# Information provided:
*** Block opens ***

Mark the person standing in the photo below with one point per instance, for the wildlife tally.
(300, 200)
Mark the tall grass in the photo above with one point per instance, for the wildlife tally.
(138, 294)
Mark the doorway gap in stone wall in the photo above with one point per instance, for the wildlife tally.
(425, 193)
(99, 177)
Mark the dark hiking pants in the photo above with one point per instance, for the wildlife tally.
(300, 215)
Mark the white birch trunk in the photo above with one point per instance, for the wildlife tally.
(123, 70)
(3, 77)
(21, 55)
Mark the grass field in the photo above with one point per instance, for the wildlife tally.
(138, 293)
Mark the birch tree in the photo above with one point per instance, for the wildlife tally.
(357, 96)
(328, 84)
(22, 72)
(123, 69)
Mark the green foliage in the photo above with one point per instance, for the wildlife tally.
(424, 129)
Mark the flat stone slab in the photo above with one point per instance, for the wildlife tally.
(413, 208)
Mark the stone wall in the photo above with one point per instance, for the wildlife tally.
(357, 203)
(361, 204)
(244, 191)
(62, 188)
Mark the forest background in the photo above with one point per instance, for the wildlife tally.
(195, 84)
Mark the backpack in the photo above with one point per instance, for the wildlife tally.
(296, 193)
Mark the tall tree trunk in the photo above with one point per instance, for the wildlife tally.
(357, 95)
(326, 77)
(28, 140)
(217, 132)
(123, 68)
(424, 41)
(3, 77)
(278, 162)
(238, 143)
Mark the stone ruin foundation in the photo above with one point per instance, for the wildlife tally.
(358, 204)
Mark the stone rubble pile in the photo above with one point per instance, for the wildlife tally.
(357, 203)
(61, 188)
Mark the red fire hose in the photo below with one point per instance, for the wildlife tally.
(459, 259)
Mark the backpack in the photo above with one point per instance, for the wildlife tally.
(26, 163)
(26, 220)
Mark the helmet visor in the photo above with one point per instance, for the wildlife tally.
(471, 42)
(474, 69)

*** Block closes ***
*** Block opens ***

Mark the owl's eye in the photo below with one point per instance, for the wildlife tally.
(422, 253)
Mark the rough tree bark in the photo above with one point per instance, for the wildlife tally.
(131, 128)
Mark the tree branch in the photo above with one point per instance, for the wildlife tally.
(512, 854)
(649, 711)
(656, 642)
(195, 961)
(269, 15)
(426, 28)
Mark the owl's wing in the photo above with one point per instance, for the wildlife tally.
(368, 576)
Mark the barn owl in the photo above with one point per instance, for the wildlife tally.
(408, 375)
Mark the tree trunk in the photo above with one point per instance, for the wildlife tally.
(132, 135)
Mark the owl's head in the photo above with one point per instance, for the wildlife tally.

*** Block closes ***
*** Block opens ***

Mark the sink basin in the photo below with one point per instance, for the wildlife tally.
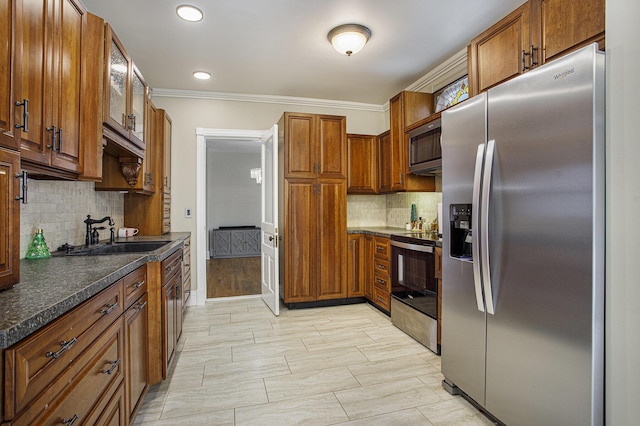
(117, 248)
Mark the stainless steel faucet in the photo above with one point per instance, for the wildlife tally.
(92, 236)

*** Block closes ***

# Instructions to follow:
Could you set down, exactly as written, the lines above between the one holding "Mark the owl's wing" and the one holding "Mark the owl's head", inclusive, and nothing more?

# Reply to the task:
Mark the owl's wing in the photo above with one point per instance, for the wildlife tally.
(368, 576)
Mark the barn owl in the photo above with one point per instance, for the wildlife tally.
(408, 375)
Mark the tree trunk in the photo above with one point per instance, for the wildlife tally.
(132, 135)
Mark the owl's head in the photo above with one point per instance, for the wildlife tally.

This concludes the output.